[EXTRAIT SOURCE]:
========================================

Ensuite, on poursuivrait le conditionnement en réduisant de manière drastique l’éducation, pour la ramener à une forme d’insertion professionnelle. Un individu inculte n’a qu’un horizon de pensée limité et plus sa pensée est bornée à des préoccupations médiocres, moins il peut se révolter. Il faut faire en sorte que l’accès au savoir devienne de plus en plus difficile et élitiste.
Que le fossé se creuse entre le peuple et la science, que l’information destinée au grand public soit anesthésiée de tout contenu à caractère subversif. Surtout pas de philosophie. Là encore, il faut user de persuasion et non de violence directe : on diffusera massivement, via la télévision, des divertissements flattant toujours l’émotionnel ou l’instinctif.
On occupera les esprits avec ce qui est futile et ludique. Il est bon, dans un bavardage et une musique incessante, d’empêcher l’esprit de penser.

========================================

[DONNÉES FOURNIES]:

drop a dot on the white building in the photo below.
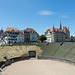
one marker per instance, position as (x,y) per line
(20,37)
(11,35)
(33,35)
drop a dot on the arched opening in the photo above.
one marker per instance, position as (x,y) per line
(32,54)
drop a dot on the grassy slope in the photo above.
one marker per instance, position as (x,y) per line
(60,52)
(16,51)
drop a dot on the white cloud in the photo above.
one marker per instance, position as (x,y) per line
(64,16)
(46,13)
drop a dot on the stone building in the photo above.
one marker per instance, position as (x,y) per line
(26,36)
(20,37)
(57,35)
(11,35)
(33,34)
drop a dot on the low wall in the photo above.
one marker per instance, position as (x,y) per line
(70,61)
(12,60)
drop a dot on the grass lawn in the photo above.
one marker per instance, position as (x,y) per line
(17,50)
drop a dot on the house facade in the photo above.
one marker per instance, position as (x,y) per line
(26,36)
(57,35)
(33,34)
(11,35)
(20,37)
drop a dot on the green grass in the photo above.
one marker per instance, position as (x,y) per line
(71,55)
(61,51)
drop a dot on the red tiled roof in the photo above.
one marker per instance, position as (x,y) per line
(11,29)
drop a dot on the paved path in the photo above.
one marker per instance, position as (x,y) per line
(39,67)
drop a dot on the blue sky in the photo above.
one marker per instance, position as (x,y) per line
(37,14)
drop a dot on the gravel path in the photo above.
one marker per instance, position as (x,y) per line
(39,67)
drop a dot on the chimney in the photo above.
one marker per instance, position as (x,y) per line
(53,28)
(60,26)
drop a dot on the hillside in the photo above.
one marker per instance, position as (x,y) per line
(16,51)
(67,50)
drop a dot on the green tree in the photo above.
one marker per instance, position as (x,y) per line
(42,38)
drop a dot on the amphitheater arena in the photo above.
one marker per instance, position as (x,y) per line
(39,67)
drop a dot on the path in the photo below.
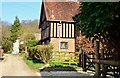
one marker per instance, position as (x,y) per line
(14,65)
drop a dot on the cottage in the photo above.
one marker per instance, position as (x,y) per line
(57,25)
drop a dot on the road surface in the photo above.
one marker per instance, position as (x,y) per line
(14,65)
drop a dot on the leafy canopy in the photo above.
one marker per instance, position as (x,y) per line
(15,29)
(97,18)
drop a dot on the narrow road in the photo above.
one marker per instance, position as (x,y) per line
(14,65)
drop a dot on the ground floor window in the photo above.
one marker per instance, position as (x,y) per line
(64,45)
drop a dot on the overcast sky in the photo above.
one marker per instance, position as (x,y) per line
(24,10)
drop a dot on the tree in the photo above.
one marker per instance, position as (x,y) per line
(98,17)
(102,19)
(15,30)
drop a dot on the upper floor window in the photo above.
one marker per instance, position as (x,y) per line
(64,45)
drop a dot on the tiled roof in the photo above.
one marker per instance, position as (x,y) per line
(61,10)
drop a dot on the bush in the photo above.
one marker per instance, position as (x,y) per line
(7,45)
(44,53)
(41,52)
(31,52)
(31,43)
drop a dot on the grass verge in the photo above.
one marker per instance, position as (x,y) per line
(33,64)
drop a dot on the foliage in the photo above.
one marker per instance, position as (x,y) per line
(41,52)
(33,64)
(61,64)
(98,17)
(44,53)
(102,19)
(6,44)
(31,43)
(15,30)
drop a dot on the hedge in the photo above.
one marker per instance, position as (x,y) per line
(41,52)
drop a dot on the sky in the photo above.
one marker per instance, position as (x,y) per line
(24,10)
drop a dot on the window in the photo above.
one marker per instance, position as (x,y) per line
(64,45)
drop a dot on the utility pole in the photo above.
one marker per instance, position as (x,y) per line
(59,34)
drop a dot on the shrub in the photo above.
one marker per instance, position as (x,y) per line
(31,52)
(31,43)
(44,53)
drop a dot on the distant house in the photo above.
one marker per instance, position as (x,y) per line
(57,25)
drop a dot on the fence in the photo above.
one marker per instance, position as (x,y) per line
(70,58)
(102,65)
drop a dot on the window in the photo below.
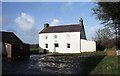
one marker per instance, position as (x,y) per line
(55,36)
(46,45)
(56,45)
(46,37)
(68,45)
(68,35)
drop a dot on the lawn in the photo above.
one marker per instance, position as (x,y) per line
(108,65)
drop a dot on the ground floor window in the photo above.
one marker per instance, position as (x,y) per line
(56,45)
(68,45)
(46,45)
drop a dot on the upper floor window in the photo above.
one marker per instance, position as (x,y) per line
(56,45)
(68,45)
(46,45)
(55,36)
(46,37)
(68,35)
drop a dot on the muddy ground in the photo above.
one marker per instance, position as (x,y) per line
(50,65)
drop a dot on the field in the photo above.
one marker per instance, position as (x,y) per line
(108,65)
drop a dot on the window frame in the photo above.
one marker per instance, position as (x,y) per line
(46,37)
(56,44)
(46,45)
(55,36)
(68,45)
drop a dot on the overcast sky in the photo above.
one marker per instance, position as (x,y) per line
(26,19)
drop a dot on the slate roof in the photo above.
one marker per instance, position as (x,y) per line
(9,37)
(62,28)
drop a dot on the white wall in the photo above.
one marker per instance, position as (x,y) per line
(62,39)
(88,46)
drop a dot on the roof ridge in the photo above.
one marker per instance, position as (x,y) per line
(64,25)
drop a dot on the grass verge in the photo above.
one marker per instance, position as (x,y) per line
(108,65)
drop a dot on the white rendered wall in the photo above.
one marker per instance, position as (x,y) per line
(62,40)
(88,46)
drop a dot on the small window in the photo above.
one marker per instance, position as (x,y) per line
(46,45)
(56,45)
(68,45)
(55,36)
(46,37)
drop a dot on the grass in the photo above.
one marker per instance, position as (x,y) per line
(34,50)
(108,65)
(79,54)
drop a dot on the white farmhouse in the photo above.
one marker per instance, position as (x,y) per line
(65,39)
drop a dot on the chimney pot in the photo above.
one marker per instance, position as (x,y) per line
(46,25)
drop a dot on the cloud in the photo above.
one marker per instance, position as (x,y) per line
(25,22)
(55,22)
(90,31)
(26,28)
(69,5)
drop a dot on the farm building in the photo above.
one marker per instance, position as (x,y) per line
(65,39)
(12,46)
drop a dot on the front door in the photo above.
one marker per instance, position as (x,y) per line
(56,45)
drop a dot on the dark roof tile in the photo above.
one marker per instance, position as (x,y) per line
(62,28)
(9,37)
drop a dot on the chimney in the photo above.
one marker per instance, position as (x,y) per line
(46,25)
(81,21)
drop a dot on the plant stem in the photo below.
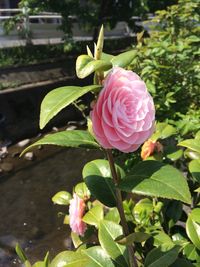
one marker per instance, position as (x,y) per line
(116,179)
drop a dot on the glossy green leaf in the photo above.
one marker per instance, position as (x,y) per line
(46,259)
(197,135)
(190,252)
(62,198)
(85,65)
(174,154)
(69,259)
(20,253)
(182,263)
(113,215)
(194,168)
(82,191)
(174,212)
(39,264)
(137,237)
(77,138)
(106,56)
(98,257)
(192,144)
(153,178)
(108,232)
(100,42)
(161,238)
(76,239)
(193,227)
(163,131)
(191,154)
(157,257)
(123,60)
(94,215)
(143,209)
(60,98)
(97,176)
(27,264)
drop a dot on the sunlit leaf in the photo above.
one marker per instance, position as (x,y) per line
(77,138)
(60,98)
(153,178)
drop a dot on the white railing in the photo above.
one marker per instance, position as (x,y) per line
(44,27)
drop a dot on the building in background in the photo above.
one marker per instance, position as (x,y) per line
(9,3)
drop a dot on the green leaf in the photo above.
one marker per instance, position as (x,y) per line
(193,227)
(153,178)
(190,252)
(113,215)
(60,98)
(143,209)
(174,212)
(197,190)
(27,264)
(62,198)
(20,253)
(97,176)
(174,154)
(77,138)
(157,257)
(94,215)
(106,57)
(182,263)
(85,65)
(192,144)
(98,257)
(100,42)
(163,131)
(82,191)
(194,168)
(108,232)
(76,239)
(124,59)
(69,259)
(161,238)
(191,154)
(137,237)
(46,259)
(39,264)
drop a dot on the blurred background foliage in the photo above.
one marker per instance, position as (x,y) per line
(91,14)
(168,61)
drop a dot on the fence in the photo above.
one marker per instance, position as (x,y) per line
(44,28)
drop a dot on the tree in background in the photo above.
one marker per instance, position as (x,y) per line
(90,14)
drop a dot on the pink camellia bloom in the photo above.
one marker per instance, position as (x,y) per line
(123,116)
(76,212)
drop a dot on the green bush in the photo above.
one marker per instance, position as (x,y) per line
(168,60)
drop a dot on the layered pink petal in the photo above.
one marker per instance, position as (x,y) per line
(123,117)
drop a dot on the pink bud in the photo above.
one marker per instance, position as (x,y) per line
(76,212)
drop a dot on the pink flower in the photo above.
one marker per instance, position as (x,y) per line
(124,114)
(76,212)
(149,147)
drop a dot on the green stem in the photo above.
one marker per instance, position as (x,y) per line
(116,179)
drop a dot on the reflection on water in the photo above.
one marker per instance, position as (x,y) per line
(27,214)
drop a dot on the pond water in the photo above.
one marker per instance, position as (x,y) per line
(27,214)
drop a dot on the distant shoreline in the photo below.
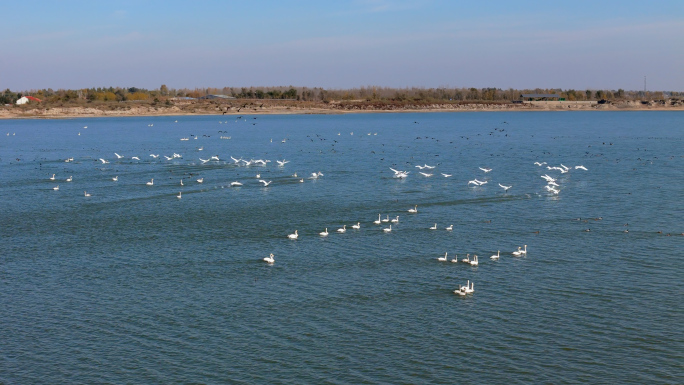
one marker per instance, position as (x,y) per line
(296,108)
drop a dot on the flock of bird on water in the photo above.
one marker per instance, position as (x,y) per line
(552,187)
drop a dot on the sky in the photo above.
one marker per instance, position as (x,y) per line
(343,44)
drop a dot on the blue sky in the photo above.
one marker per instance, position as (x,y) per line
(343,44)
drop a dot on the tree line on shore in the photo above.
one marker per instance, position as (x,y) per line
(317,94)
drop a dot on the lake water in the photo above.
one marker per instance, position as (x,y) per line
(133,285)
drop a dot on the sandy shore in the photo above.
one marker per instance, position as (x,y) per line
(249,108)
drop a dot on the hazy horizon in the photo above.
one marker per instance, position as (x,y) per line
(607,45)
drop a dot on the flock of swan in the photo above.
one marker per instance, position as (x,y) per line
(237,162)
(469,288)
(426,171)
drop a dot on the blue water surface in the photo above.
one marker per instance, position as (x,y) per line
(133,285)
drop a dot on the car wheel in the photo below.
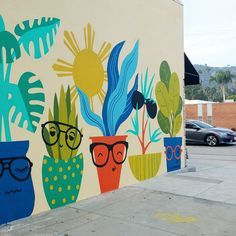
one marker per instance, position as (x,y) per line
(211,140)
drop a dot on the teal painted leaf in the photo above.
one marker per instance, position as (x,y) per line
(180,107)
(10,46)
(89,116)
(2,24)
(165,73)
(118,99)
(27,101)
(40,30)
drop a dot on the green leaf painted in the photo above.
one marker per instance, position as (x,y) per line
(162,97)
(164,122)
(68,102)
(11,47)
(174,92)
(27,102)
(56,108)
(180,106)
(165,73)
(35,32)
(177,124)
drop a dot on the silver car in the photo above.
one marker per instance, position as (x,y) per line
(201,132)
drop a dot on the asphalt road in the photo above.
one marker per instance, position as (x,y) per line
(200,203)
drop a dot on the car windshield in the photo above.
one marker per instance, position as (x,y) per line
(203,125)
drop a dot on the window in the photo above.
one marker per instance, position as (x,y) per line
(190,126)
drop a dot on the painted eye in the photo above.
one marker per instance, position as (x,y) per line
(137,99)
(71,137)
(22,170)
(52,133)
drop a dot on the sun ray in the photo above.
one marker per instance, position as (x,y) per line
(64,62)
(104,52)
(70,42)
(68,46)
(91,104)
(85,38)
(75,41)
(89,81)
(64,74)
(73,92)
(74,97)
(100,98)
(64,66)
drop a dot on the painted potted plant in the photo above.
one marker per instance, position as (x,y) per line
(110,150)
(21,104)
(170,114)
(145,166)
(62,170)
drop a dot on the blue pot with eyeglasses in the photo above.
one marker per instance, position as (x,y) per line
(173,153)
(16,186)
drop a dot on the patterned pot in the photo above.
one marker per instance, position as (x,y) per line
(145,166)
(16,186)
(173,153)
(108,154)
(62,180)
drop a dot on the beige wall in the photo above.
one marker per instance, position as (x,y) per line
(157,24)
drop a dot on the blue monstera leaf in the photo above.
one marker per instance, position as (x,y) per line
(40,30)
(28,99)
(9,44)
(118,99)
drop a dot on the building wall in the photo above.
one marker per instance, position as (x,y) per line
(223,114)
(102,51)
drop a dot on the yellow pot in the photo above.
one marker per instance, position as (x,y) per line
(145,166)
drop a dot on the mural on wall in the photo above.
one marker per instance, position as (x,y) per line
(170,114)
(90,81)
(21,104)
(145,166)
(62,170)
(108,151)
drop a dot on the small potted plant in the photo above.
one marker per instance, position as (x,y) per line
(22,105)
(145,166)
(62,170)
(170,114)
(110,150)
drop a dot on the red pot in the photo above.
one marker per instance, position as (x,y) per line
(109,153)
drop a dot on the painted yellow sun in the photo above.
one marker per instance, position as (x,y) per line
(87,68)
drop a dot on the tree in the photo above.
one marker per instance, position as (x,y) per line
(222,78)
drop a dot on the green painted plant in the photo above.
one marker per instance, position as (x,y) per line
(22,103)
(61,134)
(144,100)
(169,101)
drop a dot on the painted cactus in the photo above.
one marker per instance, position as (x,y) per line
(170,114)
(145,166)
(144,100)
(169,101)
(63,169)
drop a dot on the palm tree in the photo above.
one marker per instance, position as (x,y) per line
(222,78)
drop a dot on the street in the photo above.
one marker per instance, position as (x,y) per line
(184,203)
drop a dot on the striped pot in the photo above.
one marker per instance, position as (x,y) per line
(145,166)
(62,180)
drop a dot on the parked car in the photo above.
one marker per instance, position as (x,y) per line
(201,132)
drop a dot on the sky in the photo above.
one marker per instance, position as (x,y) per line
(210,31)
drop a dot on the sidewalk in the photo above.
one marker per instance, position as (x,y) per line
(193,203)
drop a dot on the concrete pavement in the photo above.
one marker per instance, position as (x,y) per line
(192,203)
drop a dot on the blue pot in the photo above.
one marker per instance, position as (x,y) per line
(173,153)
(16,186)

========================================

[CONSIGNE]: Poursuivez l'extrait sur le conditionnement des esprits en reprenant juste après sa dernière phrase.

[CORRIGÉ]:
On mettra la sexualité au premier rang des intérêts humains. Comme tranquillisant social, il n’y a rien de mieux. En général, on fera en sorte de bannir le sérieux de l’existence, de tourner en dérision tout ce qui a une valeur élevée, d’entretenir une constante apologie de la légèreté ; de sorte que l’euphorie de la publicité devienne le standard du bonheur humain et le modèle de la liberté.
Le conditionnement produira ainsi de lui-même une telle intégration, que la seule peur (qu’il faudra entretenir) sera celle d’être exclus du système et donc de ne plus pouvoir accéder aux conditions nécessaires au bonheur. L’homme de masse, ainsi produit, doit être traité comme ce qu’il est : un veau, et il doit être surveillé comme doit l’être un troupeau. Tout ce qui permet d’endormir sa lucidité est bon socialement, ce qui menacerait de l’éveiller doit être ridiculisé, étouffé, combattu.
Toute doctrine mettant en cause le système doit d’abord être désignée comme subversive et terroriste et ceux qui la soutienne devront ensuite être traités comme tels. On observe cependant, qu’il est très facile de corrompre un individu subversif : il suffit de lui proposer de l’argent et du pouvoir. »
Günther Anders dans son livre : « Die Antiquiertheit des Menschen » 1956 – p.122.